(Dataset entries)
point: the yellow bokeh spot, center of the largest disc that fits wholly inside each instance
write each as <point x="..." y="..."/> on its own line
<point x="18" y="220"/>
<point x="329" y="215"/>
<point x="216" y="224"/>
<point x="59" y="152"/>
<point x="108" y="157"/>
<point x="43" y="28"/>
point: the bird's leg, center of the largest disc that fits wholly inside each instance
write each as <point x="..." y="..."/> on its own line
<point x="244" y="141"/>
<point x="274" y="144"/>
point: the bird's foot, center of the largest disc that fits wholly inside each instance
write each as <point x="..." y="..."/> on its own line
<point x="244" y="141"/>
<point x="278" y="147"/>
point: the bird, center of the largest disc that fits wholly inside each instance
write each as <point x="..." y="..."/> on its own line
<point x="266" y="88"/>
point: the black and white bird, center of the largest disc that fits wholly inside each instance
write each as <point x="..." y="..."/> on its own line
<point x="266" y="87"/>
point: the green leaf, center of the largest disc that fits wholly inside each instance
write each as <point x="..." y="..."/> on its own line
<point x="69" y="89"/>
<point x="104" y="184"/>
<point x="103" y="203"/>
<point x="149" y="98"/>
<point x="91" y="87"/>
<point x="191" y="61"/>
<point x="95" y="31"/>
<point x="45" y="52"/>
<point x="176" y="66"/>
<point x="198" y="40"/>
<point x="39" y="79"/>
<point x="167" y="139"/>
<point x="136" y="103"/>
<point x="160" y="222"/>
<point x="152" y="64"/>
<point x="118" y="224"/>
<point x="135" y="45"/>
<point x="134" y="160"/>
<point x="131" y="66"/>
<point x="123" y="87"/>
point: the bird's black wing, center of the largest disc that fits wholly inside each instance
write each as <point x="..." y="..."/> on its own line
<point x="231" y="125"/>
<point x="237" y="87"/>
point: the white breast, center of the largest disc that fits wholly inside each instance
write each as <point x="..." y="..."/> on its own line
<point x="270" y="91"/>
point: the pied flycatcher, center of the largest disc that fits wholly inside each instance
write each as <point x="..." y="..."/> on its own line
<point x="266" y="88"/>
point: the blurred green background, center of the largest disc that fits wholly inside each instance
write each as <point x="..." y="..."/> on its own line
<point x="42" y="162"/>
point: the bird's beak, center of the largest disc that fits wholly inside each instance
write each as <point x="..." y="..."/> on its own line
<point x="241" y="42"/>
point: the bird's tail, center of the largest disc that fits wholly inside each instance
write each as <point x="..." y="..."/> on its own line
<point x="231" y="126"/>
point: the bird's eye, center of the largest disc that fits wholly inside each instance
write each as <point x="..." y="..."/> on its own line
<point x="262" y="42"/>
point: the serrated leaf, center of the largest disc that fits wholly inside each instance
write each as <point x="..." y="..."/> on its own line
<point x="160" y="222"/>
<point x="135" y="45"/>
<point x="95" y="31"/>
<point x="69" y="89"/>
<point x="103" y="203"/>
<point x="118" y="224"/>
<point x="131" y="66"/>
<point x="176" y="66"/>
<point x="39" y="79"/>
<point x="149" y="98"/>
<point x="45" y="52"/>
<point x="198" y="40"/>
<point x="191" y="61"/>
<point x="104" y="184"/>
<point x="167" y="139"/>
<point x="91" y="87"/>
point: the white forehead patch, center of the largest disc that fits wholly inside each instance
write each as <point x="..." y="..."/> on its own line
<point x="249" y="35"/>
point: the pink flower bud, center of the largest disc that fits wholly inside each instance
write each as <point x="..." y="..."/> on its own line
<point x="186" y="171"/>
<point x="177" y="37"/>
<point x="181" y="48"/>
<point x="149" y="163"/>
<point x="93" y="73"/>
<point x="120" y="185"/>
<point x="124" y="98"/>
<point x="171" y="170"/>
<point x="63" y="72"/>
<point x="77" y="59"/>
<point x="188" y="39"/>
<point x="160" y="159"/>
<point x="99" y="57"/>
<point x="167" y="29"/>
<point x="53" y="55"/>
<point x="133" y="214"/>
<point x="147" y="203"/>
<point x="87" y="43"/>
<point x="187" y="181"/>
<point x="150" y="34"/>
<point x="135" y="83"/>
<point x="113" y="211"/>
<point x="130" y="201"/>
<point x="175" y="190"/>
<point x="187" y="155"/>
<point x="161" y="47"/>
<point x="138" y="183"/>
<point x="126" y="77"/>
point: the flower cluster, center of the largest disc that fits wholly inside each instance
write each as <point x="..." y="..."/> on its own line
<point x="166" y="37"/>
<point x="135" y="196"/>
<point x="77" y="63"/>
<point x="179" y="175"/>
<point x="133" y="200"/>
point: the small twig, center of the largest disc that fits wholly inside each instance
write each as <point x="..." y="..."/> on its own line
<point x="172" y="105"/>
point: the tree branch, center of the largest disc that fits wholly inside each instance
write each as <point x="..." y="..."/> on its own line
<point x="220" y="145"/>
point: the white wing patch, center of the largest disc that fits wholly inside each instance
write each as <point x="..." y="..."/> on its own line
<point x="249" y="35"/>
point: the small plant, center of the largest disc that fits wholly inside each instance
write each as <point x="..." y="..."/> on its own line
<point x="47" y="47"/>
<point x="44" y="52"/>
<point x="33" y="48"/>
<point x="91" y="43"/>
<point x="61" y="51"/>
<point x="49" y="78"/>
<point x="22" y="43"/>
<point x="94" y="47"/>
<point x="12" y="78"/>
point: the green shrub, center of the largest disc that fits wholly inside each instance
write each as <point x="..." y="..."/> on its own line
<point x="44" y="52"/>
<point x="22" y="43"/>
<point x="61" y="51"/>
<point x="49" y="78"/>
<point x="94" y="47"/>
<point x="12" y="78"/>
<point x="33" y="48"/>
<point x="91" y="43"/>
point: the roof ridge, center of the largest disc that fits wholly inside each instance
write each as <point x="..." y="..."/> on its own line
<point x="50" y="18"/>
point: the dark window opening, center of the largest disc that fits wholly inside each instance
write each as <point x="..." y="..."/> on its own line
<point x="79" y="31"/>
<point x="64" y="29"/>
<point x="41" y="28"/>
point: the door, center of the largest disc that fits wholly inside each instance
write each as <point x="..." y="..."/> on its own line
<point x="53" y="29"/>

**Required task**
Repeat the entries shown above, every one, word for word.

**Solution to this task**
point: the yellow bokeh spot, center of the largest disc that fits wholly inside each instance
write each as <point x="..." y="..."/> on its own line
<point x="18" y="220"/>
<point x="329" y="215"/>
<point x="216" y="224"/>
<point x="59" y="152"/>
<point x="108" y="157"/>
<point x="43" y="28"/>
point: the bird's leg, center of the largest disc that fits wholly inside each instance
write each as <point x="..." y="..."/> on its own line
<point x="244" y="141"/>
<point x="274" y="144"/>
point: the bird's foot, center of the largest disc that fits wholly inside each instance
write each as <point x="..." y="..."/> on its own line
<point x="244" y="141"/>
<point x="278" y="147"/>
point: the bird, center of the largest disc that fits wholly inside each instance
write each as <point x="..." y="..."/> on its own line
<point x="266" y="88"/>
point: the black and white bird, center of the largest disc that fits wholly inside each instance
write each as <point x="..." y="..."/> on its own line
<point x="266" y="87"/>
point: the green leaf, center of the largest disc that fits wholly inside each instance
write each as <point x="..." y="..."/> on its own line
<point x="69" y="89"/>
<point x="104" y="184"/>
<point x="103" y="203"/>
<point x="149" y="98"/>
<point x="91" y="87"/>
<point x="191" y="61"/>
<point x="95" y="31"/>
<point x="45" y="52"/>
<point x="176" y="66"/>
<point x="198" y="40"/>
<point x="39" y="79"/>
<point x="167" y="139"/>
<point x="136" y="103"/>
<point x="160" y="222"/>
<point x="152" y="64"/>
<point x="118" y="224"/>
<point x="135" y="45"/>
<point x="134" y="160"/>
<point x="131" y="66"/>
<point x="123" y="87"/>
point: the bird's black wing, center of the largest disc that fits wholly inside each instance
write each as <point x="..." y="..."/> on its own line
<point x="231" y="125"/>
<point x="237" y="87"/>
point: the white breast, center of the largest disc that fits wholly inside each instance
write each as <point x="..." y="..."/> on its own line
<point x="270" y="91"/>
point: the pied flycatcher, center of the largest disc that fits wholly inside each instance
write each as <point x="..." y="..."/> on its own line
<point x="266" y="88"/>
point: the blurred green background, center of the largest disc that fits wholly inside each instance
write each as <point x="..." y="..."/> on its own line
<point x="42" y="162"/>
point: the bird's beak, center of the largest disc that fits wholly inside each instance
write each as <point x="..." y="..."/> on its own line
<point x="241" y="42"/>
point: the bird's tail, center of the largest disc that fits wholly inside each instance
write each as <point x="..." y="..."/> on its own line
<point x="231" y="126"/>
point: the bird's eye, center of the largest disc that fits wholly inside each instance
write each as <point x="..." y="..."/> on its own line
<point x="262" y="42"/>
point: the serrated leaf, center of the largest disc that fits wholly inside each instance
write each as <point x="..." y="..."/> on its own line
<point x="160" y="222"/>
<point x="135" y="45"/>
<point x="95" y="31"/>
<point x="69" y="89"/>
<point x="103" y="203"/>
<point x="118" y="224"/>
<point x="131" y="66"/>
<point x="176" y="66"/>
<point x="39" y="79"/>
<point x="149" y="98"/>
<point x="45" y="52"/>
<point x="198" y="40"/>
<point x="191" y="61"/>
<point x="104" y="184"/>
<point x="167" y="139"/>
<point x="91" y="87"/>
point: the white forehead patch, center of the largest disc that fits wholly inside each instance
write each as <point x="..." y="..."/> on its own line
<point x="249" y="35"/>
point: the pink flower bud, center of the largest disc that fits wholly inside each instance
write each as <point x="..." y="..."/> on its own line
<point x="186" y="171"/>
<point x="177" y="37"/>
<point x="181" y="48"/>
<point x="149" y="163"/>
<point x="93" y="73"/>
<point x="120" y="185"/>
<point x="124" y="98"/>
<point x="171" y="170"/>
<point x="63" y="72"/>
<point x="77" y="59"/>
<point x="188" y="39"/>
<point x="160" y="159"/>
<point x="99" y="57"/>
<point x="167" y="29"/>
<point x="53" y="55"/>
<point x="133" y="214"/>
<point x="147" y="203"/>
<point x="87" y="43"/>
<point x="187" y="181"/>
<point x="150" y="34"/>
<point x="135" y="83"/>
<point x="113" y="211"/>
<point x="130" y="201"/>
<point x="175" y="190"/>
<point x="187" y="155"/>
<point x="161" y="47"/>
<point x="138" y="183"/>
<point x="126" y="77"/>
point: the flower cluster, center of the largest disc that fits wholly inside each instance
write each as <point x="..." y="..."/> on its own line
<point x="166" y="37"/>
<point x="135" y="196"/>
<point x="77" y="63"/>
<point x="179" y="175"/>
<point x="133" y="200"/>
point: the small twig, center of the largest disc that fits wholly inside each instance
write each as <point x="..." y="..."/> on its own line
<point x="172" y="105"/>
point: the tree branch, center of the largest disc that fits wholly inside each instance
write each as <point x="..." y="..."/> on its own line
<point x="220" y="145"/>
point: the white wing patch, center of the largest disc that fits wholly inside each instance
write each as <point x="..." y="..."/> on its own line
<point x="249" y="35"/>
point: the small plant, center of the largest disc that fits wholly inside each instance
write each as <point x="..." y="..."/> on its own line
<point x="47" y="47"/>
<point x="44" y="52"/>
<point x="33" y="48"/>
<point x="91" y="43"/>
<point x="61" y="51"/>
<point x="49" y="78"/>
<point x="22" y="43"/>
<point x="94" y="47"/>
<point x="12" y="78"/>
point: the green shrub, center of the largest disc that fits wholly inside each instance
write each as <point x="..." y="..."/> on its own line
<point x="44" y="52"/>
<point x="22" y="43"/>
<point x="61" y="51"/>
<point x="49" y="78"/>
<point x="94" y="47"/>
<point x="12" y="78"/>
<point x="33" y="48"/>
<point x="91" y="43"/>
point: the roof ridge, center of the largest disc that fits wholly inside each instance
write each as <point x="..." y="..."/> on its own line
<point x="50" y="18"/>
point: the dark window opening, center of the largest disc that fits wholly inside each instance
write each as <point x="..." y="..."/> on its own line
<point x="79" y="31"/>
<point x="64" y="29"/>
<point x="41" y="28"/>
point: the door, center of the largest disc that fits wholly inside each instance
write each as <point x="..." y="..."/> on its own line
<point x="53" y="29"/>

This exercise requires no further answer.